Listing of labeled points
* * * * * * * * *

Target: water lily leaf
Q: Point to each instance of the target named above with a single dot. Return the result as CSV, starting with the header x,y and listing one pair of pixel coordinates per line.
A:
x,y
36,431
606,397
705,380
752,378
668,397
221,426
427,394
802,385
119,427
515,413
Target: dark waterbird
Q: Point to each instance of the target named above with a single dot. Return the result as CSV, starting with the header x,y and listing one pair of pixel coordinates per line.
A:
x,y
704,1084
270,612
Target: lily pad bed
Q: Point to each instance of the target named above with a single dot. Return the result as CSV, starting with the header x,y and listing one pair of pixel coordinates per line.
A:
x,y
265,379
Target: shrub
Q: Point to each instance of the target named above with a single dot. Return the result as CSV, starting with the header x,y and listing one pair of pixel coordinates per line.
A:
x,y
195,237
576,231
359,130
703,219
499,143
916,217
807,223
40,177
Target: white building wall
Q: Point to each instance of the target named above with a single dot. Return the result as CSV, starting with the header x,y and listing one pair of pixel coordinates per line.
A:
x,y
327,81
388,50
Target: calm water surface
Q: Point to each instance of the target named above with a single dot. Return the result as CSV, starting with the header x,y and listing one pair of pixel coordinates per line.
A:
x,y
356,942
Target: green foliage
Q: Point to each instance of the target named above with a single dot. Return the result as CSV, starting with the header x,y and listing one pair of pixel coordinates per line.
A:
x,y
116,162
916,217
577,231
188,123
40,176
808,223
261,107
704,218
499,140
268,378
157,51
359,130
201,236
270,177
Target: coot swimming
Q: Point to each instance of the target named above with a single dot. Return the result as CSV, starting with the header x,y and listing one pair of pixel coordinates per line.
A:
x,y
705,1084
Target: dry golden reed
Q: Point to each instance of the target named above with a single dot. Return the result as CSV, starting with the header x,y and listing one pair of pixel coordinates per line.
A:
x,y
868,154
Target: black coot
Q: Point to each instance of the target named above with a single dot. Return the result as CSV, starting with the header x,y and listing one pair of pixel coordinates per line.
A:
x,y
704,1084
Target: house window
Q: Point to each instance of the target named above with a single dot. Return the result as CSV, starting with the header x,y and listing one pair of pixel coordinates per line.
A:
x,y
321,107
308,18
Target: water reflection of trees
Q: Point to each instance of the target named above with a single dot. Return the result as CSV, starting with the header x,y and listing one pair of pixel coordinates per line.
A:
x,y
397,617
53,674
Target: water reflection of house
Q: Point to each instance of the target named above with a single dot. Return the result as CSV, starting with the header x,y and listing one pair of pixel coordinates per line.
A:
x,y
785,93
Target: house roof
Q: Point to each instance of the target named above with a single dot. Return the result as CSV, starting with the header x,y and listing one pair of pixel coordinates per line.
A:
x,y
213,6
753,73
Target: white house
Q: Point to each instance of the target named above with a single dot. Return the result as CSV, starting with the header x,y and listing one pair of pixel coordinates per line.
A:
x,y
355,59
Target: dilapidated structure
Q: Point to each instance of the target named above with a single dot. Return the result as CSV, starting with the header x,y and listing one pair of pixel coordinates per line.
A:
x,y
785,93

* * * * * * * * *

SHORT EXERCISE >>
Express every line of the listing above as a JSON list of strings, one string for each line, leaving out blank lines.

RESPONSE TO THE TASK >>
[
  "Target: water lily leaf",
  "Q: Point to each instance of the target named above with a single dot. Return the result as CSV, starting with the header x,y and listing one pair of pixel coordinates per line.",
  "A:",
  "x,y",
  "36,431",
  "606,397",
  "705,380",
  "752,378",
  "668,397",
  "221,426",
  "427,394",
  "802,385",
  "119,427",
  "515,413",
  "Target: dark waterbird",
  "Q: Point to each instance of the target named above with a single dot. Return the result as CSV, starting with the header x,y and listing one pair of pixel coordinates per line.",
  "A:",
  "x,y",
  "704,1084",
  "270,612",
  "Target: lily pad bed",
  "Q: Point to each instance of the target named above with a single dot. Return the result as CSV, starting with the header x,y and listing one pair of pixel coordinates per line.",
  "A:",
  "x,y",
  "265,379",
  "Target: shrub",
  "Q: Point to each instance of the target named above with a single dot. Return the result as CSV, starting with the header x,y and listing one pair of pixel coordinates per line.",
  "A:",
  "x,y",
  "195,237",
  "576,231",
  "359,130",
  "703,219",
  "499,143",
  "916,217",
  "807,223",
  "40,177",
  "Target: white building wall",
  "Q: Point to each instance of the target named above with a single dot. Return the result as CSV, starting with the header x,y and listing one pair of pixel coordinates per line.",
  "A:",
  "x,y",
  "327,81",
  "388,50",
  "Target: calm water surface",
  "Q: Point to each instance of the target named above with a single dot. Return the result as CSV, starting with the header x,y and listing one pair of pixel coordinates per line.",
  "A:",
  "x,y",
  "356,942",
  "Target: green foliage",
  "Q: Point to each instance of the target named above with a single dot. Return the result as CSV, starting with the header x,y and listing one pair of pixel coordinates per line.",
  "A:",
  "x,y",
  "116,162",
  "916,217",
  "577,231",
  "188,123",
  "40,176",
  "808,223",
  "261,107",
  "704,218",
  "499,140",
  "268,378",
  "157,51",
  "359,130",
  "201,236",
  "270,177",
  "Target: coot swimming",
  "Q: Point to each instance of the target named above with a single dot. Return the result as CSV, starting with the header x,y and listing one pair of pixel coordinates per line.",
  "A:",
  "x,y",
  "705,1084",
  "Target: dry golden reed",
  "Q: Point to each instance of the target named above with a single dot. Return the result as CSV, starting with the header x,y and listing one pair of pixel coordinates per line.",
  "A:",
  "x,y",
  "868,154",
  "Target: black coot",
  "Q: Point to each instance of the target named above with a single dot. Return the result as CSV, starting with the header x,y and listing one pair of pixel coordinates per line.",
  "A:",
  "x,y",
  "704,1084",
  "Target: house window",
  "Q: Point to each instance of the target named above with a single dot. Return the result as CSV, starting with the header x,y and listing one pair of pixel coordinates per line.",
  "A:",
  "x,y",
  "321,107",
  "308,18",
  "Target: water reflection of trees",
  "Q: Point to each instance of the target named above with a single dot. Return the result as CSV, starting with the header x,y and listing one pair of pixel coordinates per line.",
  "A:",
  "x,y",
  "397,617",
  "53,674",
  "Target: water reflection of house",
  "Q: Point to each instance of the target named above with a single dot. Return the result as CSV, starting with the header x,y and listing one pair of pixel coordinates per line.",
  "A:",
  "x,y",
  "785,93",
  "Target: house roof",
  "Q: Point to each instance of the target named above with a single dot. Return the result as CSV, starting with the header x,y and listing one pair of pixel coordinates per line.",
  "A:",
  "x,y",
  "213,6",
  "753,73",
  "Target: white house",
  "Q: Point to each instance of the target named above with a single dot. Return the result as CSV, starting with the header x,y and listing one pair of pixel coordinates per line.",
  "A:",
  "x,y",
  "355,59",
  "Target: dilapidated structure",
  "Q: Point to each instance of the target named above with a single dot. Return the result as CSV, starting with the header x,y and listing one pair of pixel coordinates per line.",
  "A:",
  "x,y",
  "785,93"
]